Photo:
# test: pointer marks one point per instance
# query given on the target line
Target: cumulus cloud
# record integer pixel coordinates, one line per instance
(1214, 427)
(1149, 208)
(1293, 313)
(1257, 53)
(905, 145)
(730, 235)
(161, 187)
·····
_Written problem_:
Copy the listing above line for line, with nothing changed.

_Result for this exercise_:
Photo:
# test: pointer marks one point per instance
# query given on the target line
Target: cumulus cloud
# record integer pixel coordinates, one line per instance
(1214, 427)
(1149, 208)
(1293, 313)
(1257, 53)
(905, 145)
(730, 235)
(161, 187)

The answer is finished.